**Material provided:**
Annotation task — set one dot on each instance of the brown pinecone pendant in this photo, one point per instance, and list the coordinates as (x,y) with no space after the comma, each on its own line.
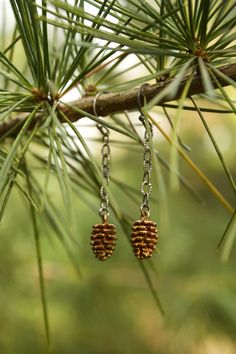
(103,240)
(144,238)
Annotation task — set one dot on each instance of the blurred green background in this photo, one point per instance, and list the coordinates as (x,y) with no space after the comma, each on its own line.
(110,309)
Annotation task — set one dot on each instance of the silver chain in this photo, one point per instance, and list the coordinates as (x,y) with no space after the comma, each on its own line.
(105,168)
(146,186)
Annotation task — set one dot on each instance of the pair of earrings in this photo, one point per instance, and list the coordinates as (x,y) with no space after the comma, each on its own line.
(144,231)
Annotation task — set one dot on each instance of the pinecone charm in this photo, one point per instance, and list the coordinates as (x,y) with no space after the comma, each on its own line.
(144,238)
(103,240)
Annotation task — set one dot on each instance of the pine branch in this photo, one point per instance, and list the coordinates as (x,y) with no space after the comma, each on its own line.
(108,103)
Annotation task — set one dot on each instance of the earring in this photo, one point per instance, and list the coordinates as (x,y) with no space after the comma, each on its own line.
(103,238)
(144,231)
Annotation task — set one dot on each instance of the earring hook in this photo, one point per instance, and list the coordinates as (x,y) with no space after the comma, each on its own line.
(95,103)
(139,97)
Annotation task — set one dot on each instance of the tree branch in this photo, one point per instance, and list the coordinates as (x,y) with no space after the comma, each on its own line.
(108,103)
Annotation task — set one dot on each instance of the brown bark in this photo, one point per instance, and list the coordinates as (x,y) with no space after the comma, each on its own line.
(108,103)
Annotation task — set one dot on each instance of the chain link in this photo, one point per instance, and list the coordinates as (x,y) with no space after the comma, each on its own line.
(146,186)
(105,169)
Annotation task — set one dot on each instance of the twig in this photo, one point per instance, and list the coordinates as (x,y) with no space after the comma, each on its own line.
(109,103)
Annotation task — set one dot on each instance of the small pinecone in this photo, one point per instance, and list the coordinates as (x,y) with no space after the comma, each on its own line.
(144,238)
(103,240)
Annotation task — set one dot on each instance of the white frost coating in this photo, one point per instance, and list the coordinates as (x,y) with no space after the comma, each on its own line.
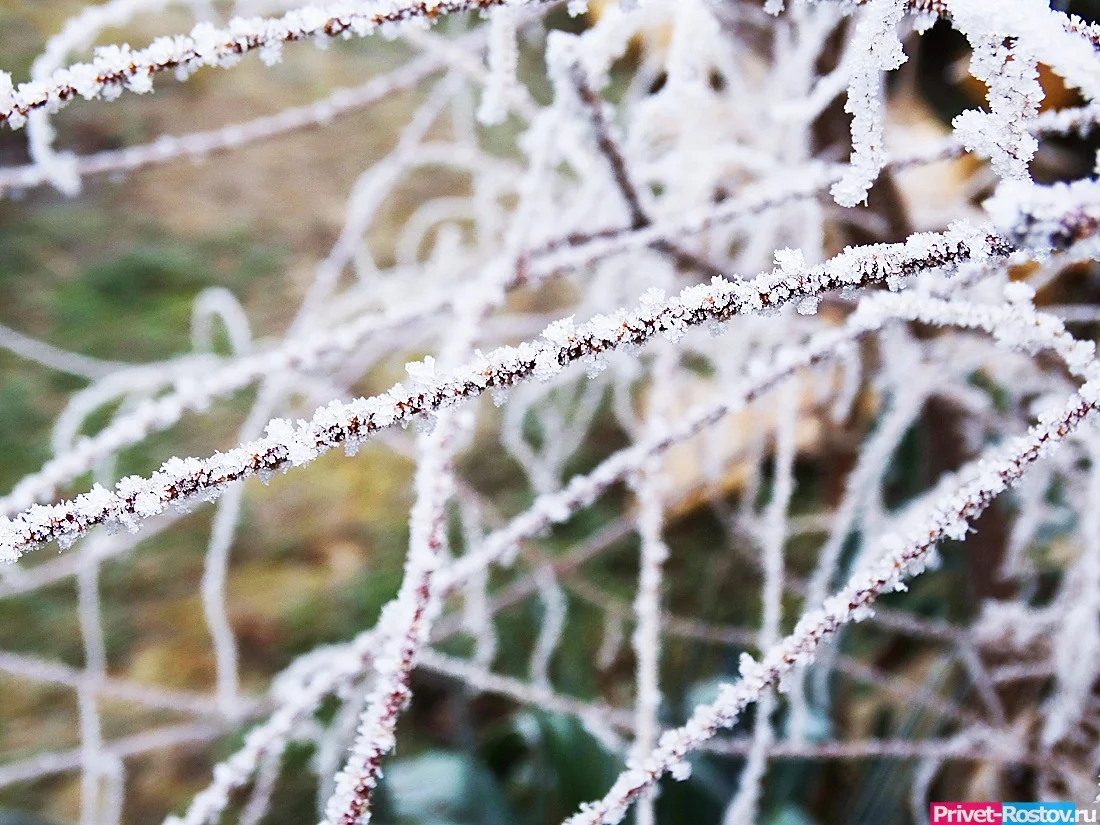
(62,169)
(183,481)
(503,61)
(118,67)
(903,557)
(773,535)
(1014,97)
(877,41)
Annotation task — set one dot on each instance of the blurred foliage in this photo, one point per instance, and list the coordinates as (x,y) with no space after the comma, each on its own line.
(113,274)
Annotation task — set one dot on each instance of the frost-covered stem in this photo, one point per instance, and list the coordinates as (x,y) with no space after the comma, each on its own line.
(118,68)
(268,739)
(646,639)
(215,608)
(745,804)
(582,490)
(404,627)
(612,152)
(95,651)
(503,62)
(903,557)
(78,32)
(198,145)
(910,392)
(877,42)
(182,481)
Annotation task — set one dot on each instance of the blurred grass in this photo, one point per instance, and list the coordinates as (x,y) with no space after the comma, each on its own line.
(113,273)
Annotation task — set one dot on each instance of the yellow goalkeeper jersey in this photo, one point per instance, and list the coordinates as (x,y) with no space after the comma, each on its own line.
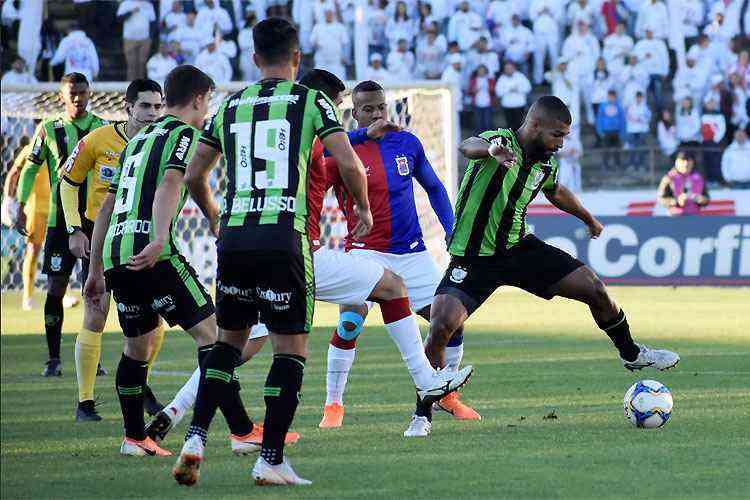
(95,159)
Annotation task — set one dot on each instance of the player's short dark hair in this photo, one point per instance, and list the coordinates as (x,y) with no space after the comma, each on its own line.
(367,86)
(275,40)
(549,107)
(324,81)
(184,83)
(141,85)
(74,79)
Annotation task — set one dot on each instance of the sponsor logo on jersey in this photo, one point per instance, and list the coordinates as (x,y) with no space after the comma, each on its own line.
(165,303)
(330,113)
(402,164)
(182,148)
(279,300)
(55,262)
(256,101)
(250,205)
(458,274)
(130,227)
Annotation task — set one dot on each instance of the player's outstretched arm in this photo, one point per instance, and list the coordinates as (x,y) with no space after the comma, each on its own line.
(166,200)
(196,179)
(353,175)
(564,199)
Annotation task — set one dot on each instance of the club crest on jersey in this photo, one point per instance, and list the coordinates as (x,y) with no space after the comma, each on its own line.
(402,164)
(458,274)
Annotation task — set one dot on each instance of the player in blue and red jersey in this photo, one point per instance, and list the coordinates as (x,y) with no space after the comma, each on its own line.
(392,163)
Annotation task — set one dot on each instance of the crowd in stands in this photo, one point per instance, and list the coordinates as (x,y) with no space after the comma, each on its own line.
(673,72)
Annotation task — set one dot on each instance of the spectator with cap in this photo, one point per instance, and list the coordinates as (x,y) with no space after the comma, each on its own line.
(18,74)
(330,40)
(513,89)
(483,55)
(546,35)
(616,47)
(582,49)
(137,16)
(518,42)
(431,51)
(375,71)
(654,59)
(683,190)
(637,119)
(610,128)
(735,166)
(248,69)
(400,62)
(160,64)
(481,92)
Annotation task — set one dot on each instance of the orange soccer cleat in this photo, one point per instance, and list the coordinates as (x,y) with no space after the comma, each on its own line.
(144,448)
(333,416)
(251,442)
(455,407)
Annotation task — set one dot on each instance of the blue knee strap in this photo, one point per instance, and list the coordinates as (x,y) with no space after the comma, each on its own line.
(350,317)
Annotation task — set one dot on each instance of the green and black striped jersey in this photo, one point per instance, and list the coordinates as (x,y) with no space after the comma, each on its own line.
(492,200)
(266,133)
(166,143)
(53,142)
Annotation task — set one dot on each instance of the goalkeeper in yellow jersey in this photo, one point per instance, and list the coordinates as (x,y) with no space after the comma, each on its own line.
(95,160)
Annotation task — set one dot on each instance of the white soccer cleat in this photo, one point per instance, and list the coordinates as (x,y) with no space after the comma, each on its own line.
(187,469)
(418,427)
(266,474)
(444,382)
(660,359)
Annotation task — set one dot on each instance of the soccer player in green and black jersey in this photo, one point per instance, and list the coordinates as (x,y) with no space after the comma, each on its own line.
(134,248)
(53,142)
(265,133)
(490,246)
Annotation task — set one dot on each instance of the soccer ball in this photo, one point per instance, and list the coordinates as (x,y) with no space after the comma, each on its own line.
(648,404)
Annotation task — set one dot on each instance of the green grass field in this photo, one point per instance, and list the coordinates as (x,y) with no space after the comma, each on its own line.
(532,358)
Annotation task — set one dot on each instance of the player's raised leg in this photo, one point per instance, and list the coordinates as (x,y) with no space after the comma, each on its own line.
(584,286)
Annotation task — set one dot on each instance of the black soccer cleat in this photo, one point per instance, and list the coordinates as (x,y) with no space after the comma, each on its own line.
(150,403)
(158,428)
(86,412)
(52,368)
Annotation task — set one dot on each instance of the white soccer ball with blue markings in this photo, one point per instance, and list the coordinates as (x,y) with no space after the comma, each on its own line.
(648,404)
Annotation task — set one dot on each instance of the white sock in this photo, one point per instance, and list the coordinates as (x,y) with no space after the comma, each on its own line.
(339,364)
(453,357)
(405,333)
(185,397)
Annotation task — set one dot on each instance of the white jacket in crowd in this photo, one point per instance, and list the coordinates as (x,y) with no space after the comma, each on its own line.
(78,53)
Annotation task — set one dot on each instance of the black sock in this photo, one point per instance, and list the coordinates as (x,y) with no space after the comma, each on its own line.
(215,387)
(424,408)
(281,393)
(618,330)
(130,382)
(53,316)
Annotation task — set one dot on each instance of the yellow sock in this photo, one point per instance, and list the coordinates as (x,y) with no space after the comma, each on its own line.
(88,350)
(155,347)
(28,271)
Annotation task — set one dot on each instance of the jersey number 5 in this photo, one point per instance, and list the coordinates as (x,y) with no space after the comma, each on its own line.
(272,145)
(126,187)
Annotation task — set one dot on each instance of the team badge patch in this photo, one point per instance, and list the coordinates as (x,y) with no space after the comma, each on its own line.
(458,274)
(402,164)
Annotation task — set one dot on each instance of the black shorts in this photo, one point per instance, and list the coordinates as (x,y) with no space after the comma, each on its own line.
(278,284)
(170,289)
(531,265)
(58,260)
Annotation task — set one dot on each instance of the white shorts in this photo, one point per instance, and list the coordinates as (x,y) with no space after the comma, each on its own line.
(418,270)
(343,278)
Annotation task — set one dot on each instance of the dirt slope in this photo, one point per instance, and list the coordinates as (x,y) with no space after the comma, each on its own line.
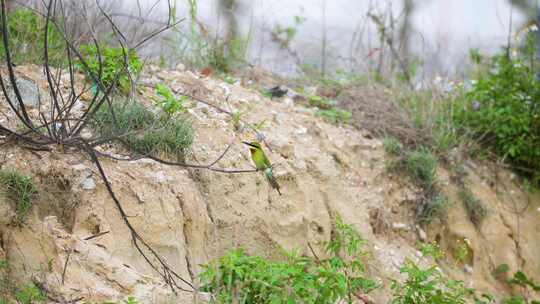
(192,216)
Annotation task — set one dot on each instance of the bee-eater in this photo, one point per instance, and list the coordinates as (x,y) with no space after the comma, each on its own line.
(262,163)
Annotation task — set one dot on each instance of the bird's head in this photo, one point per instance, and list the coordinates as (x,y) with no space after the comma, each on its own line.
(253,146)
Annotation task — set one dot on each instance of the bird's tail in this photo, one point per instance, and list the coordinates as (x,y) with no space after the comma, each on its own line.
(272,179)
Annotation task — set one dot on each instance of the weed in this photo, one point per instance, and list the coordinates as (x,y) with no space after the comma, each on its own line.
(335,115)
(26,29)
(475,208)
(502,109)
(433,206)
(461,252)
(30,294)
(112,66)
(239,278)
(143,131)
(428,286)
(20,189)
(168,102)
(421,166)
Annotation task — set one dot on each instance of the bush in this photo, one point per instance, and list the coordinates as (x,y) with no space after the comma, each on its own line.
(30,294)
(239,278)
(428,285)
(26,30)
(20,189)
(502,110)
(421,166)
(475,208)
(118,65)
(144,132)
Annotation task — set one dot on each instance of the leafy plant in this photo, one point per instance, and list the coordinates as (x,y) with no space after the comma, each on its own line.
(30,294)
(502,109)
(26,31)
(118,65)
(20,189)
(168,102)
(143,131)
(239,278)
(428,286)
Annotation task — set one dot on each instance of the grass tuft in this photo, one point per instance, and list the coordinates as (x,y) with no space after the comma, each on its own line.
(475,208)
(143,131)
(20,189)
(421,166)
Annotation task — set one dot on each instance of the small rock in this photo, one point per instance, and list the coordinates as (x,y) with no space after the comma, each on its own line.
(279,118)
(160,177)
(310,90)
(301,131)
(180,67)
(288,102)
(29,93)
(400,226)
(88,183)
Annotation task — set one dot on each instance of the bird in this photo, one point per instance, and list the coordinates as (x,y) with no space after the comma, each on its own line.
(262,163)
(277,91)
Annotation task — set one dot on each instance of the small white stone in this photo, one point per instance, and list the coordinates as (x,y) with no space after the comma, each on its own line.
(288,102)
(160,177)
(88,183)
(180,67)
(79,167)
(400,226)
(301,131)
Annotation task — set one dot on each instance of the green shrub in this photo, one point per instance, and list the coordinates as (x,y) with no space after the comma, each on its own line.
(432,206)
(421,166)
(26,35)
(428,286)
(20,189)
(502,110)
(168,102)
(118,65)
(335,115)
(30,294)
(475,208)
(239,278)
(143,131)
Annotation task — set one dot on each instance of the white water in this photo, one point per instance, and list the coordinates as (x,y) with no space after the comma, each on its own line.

**Exercise instructions:**
Retype nothing except the lines from the line holding "of the weed" through the last line of the entries, both included.

**Result for this exercise:**
Annotation task — set one dot on each instance of the weed in this photo, one point per instance, and list the coordinates as (x,y) with no space after the comma, each on its own line.
(335,115)
(26,29)
(475,208)
(502,109)
(433,206)
(461,252)
(30,294)
(112,66)
(239,278)
(143,131)
(428,286)
(20,189)
(168,102)
(421,166)
Annotation task — set one dot on each instance of the bush in this photo, one point per instance, and list the coordinates as (x,y) with no space after the comma, each on its own line.
(30,294)
(239,278)
(428,285)
(26,30)
(20,189)
(502,110)
(421,166)
(475,208)
(118,65)
(144,132)
Annotation task — set one dot on each instance of the leafy plant in this photo, one point per instance, and list the coordinates as (x,y) with no space after the comma, each on its own line.
(30,294)
(502,109)
(26,31)
(118,65)
(20,189)
(168,102)
(143,131)
(239,278)
(428,286)
Annotation task — set one dot on each instance of the grass tuft in this photo, one point per instance, and list the coordinates as (x,y) with no space after the comma, each on its own line.
(475,208)
(143,131)
(20,189)
(421,166)
Annotation task — set one dot on each instance of the small rock in this photo, one point per instance, and list the coordinates as (x,y) with no space after the comma, each on its own line.
(279,118)
(160,177)
(310,90)
(301,131)
(180,67)
(288,102)
(29,93)
(400,226)
(88,183)
Annotation task — set one dot on each instance of the bird in this photo, one point per instance, and list the coordinates as (x,y) with no space after the comma, each on its own line.
(262,163)
(277,91)
Annotation task — set one dot on each instance of the small white stone in this photo, one point per instance, and list the coordinates as (x,y) with no space after the comma, each on its own line.
(288,102)
(160,177)
(88,183)
(180,67)
(79,167)
(400,226)
(301,131)
Annotation task — set one dot on each instance of the green shrub in this photo, one point per instance, and list the coordinates as (x,y) with no space after the comma, each on its own line.
(432,206)
(421,166)
(26,35)
(428,286)
(20,189)
(502,110)
(168,102)
(118,65)
(335,115)
(30,294)
(475,208)
(239,278)
(143,131)
Annotation task — set one dot on each instance of the white water in this photo, one point per instance, and list the coordinates as (x,y) with no space after the comma, each on its own line.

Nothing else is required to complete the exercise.